=== TO BE DONE ===
Transcribe every record that appears below, exactly and in full.

(A run of records)
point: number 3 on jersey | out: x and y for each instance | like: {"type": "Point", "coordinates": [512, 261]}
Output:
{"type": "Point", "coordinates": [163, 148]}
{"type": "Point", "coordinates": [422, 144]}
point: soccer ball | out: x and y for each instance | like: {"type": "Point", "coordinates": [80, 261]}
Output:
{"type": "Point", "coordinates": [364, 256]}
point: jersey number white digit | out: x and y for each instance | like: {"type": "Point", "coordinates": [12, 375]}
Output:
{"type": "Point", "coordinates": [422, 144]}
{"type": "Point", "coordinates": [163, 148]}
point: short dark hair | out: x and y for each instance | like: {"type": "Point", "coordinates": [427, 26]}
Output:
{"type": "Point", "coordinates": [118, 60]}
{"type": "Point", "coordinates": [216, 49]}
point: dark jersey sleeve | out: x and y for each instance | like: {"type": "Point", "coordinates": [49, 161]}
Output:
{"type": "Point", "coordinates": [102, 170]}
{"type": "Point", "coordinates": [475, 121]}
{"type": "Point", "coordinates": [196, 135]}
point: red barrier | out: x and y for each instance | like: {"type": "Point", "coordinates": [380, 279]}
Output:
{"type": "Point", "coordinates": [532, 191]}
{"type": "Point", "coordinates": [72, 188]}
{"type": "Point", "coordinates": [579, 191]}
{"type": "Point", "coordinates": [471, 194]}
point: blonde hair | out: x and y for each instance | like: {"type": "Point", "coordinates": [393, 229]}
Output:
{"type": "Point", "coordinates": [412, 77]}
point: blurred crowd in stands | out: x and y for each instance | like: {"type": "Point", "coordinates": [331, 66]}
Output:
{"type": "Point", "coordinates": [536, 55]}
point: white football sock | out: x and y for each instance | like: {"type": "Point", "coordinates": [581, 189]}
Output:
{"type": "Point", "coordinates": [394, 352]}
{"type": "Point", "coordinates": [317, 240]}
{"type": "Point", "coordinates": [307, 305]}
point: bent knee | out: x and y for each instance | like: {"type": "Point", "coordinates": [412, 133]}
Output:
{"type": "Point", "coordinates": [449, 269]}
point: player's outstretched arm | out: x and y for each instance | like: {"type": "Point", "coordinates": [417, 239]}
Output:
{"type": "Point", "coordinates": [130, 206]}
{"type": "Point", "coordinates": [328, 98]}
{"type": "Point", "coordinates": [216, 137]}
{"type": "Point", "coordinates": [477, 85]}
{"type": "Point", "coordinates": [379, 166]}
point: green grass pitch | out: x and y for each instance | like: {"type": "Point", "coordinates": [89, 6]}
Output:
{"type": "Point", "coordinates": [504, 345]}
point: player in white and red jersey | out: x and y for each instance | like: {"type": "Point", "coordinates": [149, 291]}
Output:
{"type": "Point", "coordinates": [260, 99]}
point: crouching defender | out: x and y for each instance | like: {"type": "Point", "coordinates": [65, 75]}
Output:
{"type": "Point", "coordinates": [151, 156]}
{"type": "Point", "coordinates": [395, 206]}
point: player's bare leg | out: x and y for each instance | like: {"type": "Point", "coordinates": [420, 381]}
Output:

=== PROBLEM SOLUTION ===
point: number 3 on jersey | out: x and y for each instance | like: {"type": "Point", "coordinates": [512, 261]}
Output:
{"type": "Point", "coordinates": [163, 148]}
{"type": "Point", "coordinates": [422, 144]}
point: soccer ball | out: x and y for each instance | like: {"type": "Point", "coordinates": [80, 261]}
Output:
{"type": "Point", "coordinates": [364, 256]}
point: jersey number white digit | out: x and y for each instance | like: {"type": "Point", "coordinates": [12, 375]}
Output:
{"type": "Point", "coordinates": [422, 144]}
{"type": "Point", "coordinates": [163, 148]}
point: short dark hair | out: x and y for each instance | like: {"type": "Point", "coordinates": [427, 26]}
Output:
{"type": "Point", "coordinates": [118, 60]}
{"type": "Point", "coordinates": [216, 49]}
point: dark jersey sleeve | out: x and y for each instance | like: {"type": "Point", "coordinates": [49, 161]}
Output:
{"type": "Point", "coordinates": [102, 170]}
{"type": "Point", "coordinates": [475, 121]}
{"type": "Point", "coordinates": [196, 135]}
point: red barrier | out: x and y for each instance | like: {"type": "Point", "coordinates": [380, 279]}
Output:
{"type": "Point", "coordinates": [532, 191]}
{"type": "Point", "coordinates": [72, 188]}
{"type": "Point", "coordinates": [579, 191]}
{"type": "Point", "coordinates": [471, 194]}
point: blonde hair | out: x and y for each instance | like: {"type": "Point", "coordinates": [393, 229]}
Output:
{"type": "Point", "coordinates": [412, 77]}
point: blurred crowd in stands | out: x and y for each instance | like: {"type": "Point", "coordinates": [331, 66]}
Output:
{"type": "Point", "coordinates": [536, 55]}
point: white football sock | out: x and y for each instance | like: {"type": "Point", "coordinates": [581, 189]}
Output:
{"type": "Point", "coordinates": [394, 352]}
{"type": "Point", "coordinates": [317, 240]}
{"type": "Point", "coordinates": [307, 305]}
point: bent knee | out: x and y for each instance | like: {"type": "Point", "coordinates": [412, 133]}
Output:
{"type": "Point", "coordinates": [449, 269]}
point: player's outstretched arm | out: x and y for each instance | like: {"type": "Point", "coordinates": [417, 239]}
Output:
{"type": "Point", "coordinates": [130, 206]}
{"type": "Point", "coordinates": [328, 98]}
{"type": "Point", "coordinates": [216, 137]}
{"type": "Point", "coordinates": [477, 85]}
{"type": "Point", "coordinates": [379, 166]}
point: green grass pitch | out: x and y for each instance | like: {"type": "Point", "coordinates": [89, 6]}
Output:
{"type": "Point", "coordinates": [504, 345]}
point: player in white and red jersey | out: x and y for each instance | like: {"type": "Point", "coordinates": [149, 291]}
Output:
{"type": "Point", "coordinates": [260, 99]}
point: crouching defender | out: x and y for each instance | like: {"type": "Point", "coordinates": [65, 75]}
Output:
{"type": "Point", "coordinates": [151, 156]}
{"type": "Point", "coordinates": [395, 206]}
point: player's bare leg | out: x and y for each instance | like: {"type": "Point", "coordinates": [420, 381]}
Output:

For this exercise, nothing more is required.